_Çalışma Talimatı_.
Aşağıdaki kayıtların tüm satırlarını yeniden yazın; "pixel coordinates" ifadesini geçtiği her yerde "image coordinates" ile değiştirin, geri kalan her şeyi olduğu gibi koruyun.

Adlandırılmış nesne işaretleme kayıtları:
********
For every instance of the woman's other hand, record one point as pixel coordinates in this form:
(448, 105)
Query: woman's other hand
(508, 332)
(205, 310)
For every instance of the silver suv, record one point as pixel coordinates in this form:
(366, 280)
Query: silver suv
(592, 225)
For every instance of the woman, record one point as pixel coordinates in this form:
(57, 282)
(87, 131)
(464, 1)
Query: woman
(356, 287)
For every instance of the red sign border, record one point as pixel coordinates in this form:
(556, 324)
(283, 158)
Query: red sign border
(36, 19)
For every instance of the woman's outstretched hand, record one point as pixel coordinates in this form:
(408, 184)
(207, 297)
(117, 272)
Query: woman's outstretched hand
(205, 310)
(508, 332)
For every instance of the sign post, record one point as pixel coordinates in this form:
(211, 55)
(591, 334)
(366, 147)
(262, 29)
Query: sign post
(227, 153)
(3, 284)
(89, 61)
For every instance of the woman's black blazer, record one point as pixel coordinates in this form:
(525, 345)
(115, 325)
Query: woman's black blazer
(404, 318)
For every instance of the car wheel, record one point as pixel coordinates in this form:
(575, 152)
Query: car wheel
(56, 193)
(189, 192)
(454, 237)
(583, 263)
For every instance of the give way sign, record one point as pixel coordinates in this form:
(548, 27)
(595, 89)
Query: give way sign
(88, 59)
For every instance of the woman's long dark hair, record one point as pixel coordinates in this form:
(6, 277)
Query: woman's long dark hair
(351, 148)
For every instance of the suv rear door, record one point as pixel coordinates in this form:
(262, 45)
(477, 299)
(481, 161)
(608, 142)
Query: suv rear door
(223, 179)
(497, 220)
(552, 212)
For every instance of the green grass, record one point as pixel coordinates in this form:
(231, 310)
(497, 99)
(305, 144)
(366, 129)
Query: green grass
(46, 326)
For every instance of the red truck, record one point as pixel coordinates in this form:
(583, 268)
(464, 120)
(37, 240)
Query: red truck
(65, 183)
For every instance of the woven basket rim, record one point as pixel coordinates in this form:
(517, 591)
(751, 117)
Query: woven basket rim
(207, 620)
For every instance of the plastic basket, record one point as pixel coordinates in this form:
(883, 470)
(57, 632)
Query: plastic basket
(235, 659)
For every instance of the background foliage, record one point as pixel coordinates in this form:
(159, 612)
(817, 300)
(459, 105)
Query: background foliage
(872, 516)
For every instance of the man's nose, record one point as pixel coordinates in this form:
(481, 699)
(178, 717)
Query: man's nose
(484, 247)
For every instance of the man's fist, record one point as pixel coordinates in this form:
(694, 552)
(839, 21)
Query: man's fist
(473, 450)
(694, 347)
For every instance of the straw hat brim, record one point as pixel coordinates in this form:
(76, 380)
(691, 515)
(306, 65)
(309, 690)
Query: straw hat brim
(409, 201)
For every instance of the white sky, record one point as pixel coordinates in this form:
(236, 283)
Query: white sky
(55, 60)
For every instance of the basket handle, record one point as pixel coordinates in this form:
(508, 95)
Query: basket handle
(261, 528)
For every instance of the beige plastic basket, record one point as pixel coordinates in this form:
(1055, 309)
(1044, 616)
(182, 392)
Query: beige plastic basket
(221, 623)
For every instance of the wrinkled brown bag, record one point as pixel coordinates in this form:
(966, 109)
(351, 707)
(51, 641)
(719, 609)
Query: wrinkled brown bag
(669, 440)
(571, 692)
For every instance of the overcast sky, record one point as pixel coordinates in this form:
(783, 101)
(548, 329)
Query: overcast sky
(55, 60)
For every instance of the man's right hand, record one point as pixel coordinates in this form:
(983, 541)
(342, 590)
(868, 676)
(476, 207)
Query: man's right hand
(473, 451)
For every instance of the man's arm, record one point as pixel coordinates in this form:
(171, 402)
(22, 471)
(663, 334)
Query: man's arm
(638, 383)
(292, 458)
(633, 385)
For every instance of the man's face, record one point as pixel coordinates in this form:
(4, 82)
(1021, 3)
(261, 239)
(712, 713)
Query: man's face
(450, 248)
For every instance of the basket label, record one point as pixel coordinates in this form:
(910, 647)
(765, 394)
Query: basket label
********
_Alıştırma Yanıtı_.
For every instance of the woman's other hand, record one point as image coordinates in this form:
(448, 105)
Query: woman's other hand
(508, 332)
(205, 310)
For every instance of the silver suv, record one point as image coordinates in this form:
(366, 280)
Query: silver suv
(592, 225)
For every instance of the woman, record one point as image coordinates in this form:
(57, 282)
(87, 131)
(464, 1)
Query: woman
(356, 287)
For every instance of the red sign border, record one point as image coordinates in this form:
(556, 324)
(283, 158)
Query: red sign border
(36, 19)
For every instance of the woman's outstretched hand, record one point as image coordinates in this form:
(408, 184)
(207, 297)
(117, 272)
Query: woman's outstretched hand
(205, 310)
(508, 332)
For every instance of the sign post, record one point as image coordinates in this form:
(211, 55)
(591, 334)
(366, 147)
(262, 29)
Query: sign post
(227, 153)
(3, 284)
(89, 61)
For every instance of the woman's black blazer, record one point as image coordinates in this form:
(525, 345)
(115, 325)
Query: woman's black blazer
(404, 318)
For every instance of the car wheel, record one point as image coordinates in this form:
(575, 152)
Query: car wheel
(56, 193)
(189, 192)
(454, 237)
(583, 263)
For every instance of the give way sign, record one point as image coordinates in this form:
(548, 27)
(595, 89)
Query: give way sign
(88, 59)
For every instance of the woman's long dark hair, record one point as image coordinates in this form:
(6, 277)
Query: woman's long dark hair
(351, 148)
For every instance of the suv rear door, record one point as image coordinates in this form:
(262, 45)
(477, 299)
(481, 161)
(608, 142)
Query: suv rear door
(223, 179)
(497, 220)
(552, 212)
For every instance of the green grass, record one point as image coordinates in this form:
(231, 310)
(497, 99)
(305, 144)
(366, 129)
Query: green grass
(46, 326)
For every instance of the red truck, record one point as image coordinates in this form:
(583, 268)
(464, 120)
(37, 240)
Query: red truck
(65, 183)
For every instance of the woven basket rim, record one point as image coordinates in this form:
(517, 591)
(751, 117)
Query: woven basket rim
(207, 620)
For every instance of the plastic basket, record one point as image coordinates in this form:
(883, 470)
(57, 632)
Query: plastic basket
(235, 659)
For every instance of the background foliage, record one point as image coordinates in this form:
(159, 612)
(817, 300)
(459, 105)
Query: background foliage
(872, 516)
For every instance of the man's nose, record one point as image coordinates in this form:
(481, 699)
(178, 717)
Query: man's nose
(484, 247)
For every instance of the man's fist, record one point as image coordinates in this form:
(694, 552)
(839, 21)
Query: man's fist
(473, 450)
(694, 347)
For every instance of the straw hat brim, record one point as image coordinates in this form:
(76, 380)
(691, 515)
(306, 65)
(309, 690)
Query: straw hat brim
(409, 201)
For every instance of the white sky, record one point as image coordinates in this form:
(236, 283)
Query: white sky
(55, 60)
For every instance of the basket handle, record one point as image coordinates in this form:
(508, 95)
Query: basket handle
(261, 528)
For every instance of the beige plastic basket, record one point as image coordinates in this form:
(1055, 309)
(1044, 616)
(182, 392)
Query: beige plastic basket
(221, 623)
For every instance of the wrinkled brown bag, record one point as image coordinates in this form:
(966, 109)
(351, 707)
(51, 641)
(719, 609)
Query: wrinkled brown bag
(669, 440)
(571, 692)
For every instance of the overcast sky, record one point as image coordinates in this form:
(783, 101)
(548, 329)
Query: overcast sky
(55, 60)
For every instance of the man's right hand, record one point as image coordinates in this form:
(983, 541)
(342, 590)
(868, 676)
(476, 207)
Query: man's right hand
(473, 451)
For every instance of the man's arm, record one point as image coordinates in this form:
(171, 402)
(22, 471)
(663, 334)
Query: man's arm
(638, 383)
(292, 458)
(633, 385)
For every instance of the man's face, record one point as image coordinates in this form:
(4, 82)
(1021, 3)
(261, 239)
(712, 713)
Query: man's face
(450, 248)
For every instance of the basket label, record one point as image coordinates in this form:
(910, 647)
(765, 394)
Query: basket label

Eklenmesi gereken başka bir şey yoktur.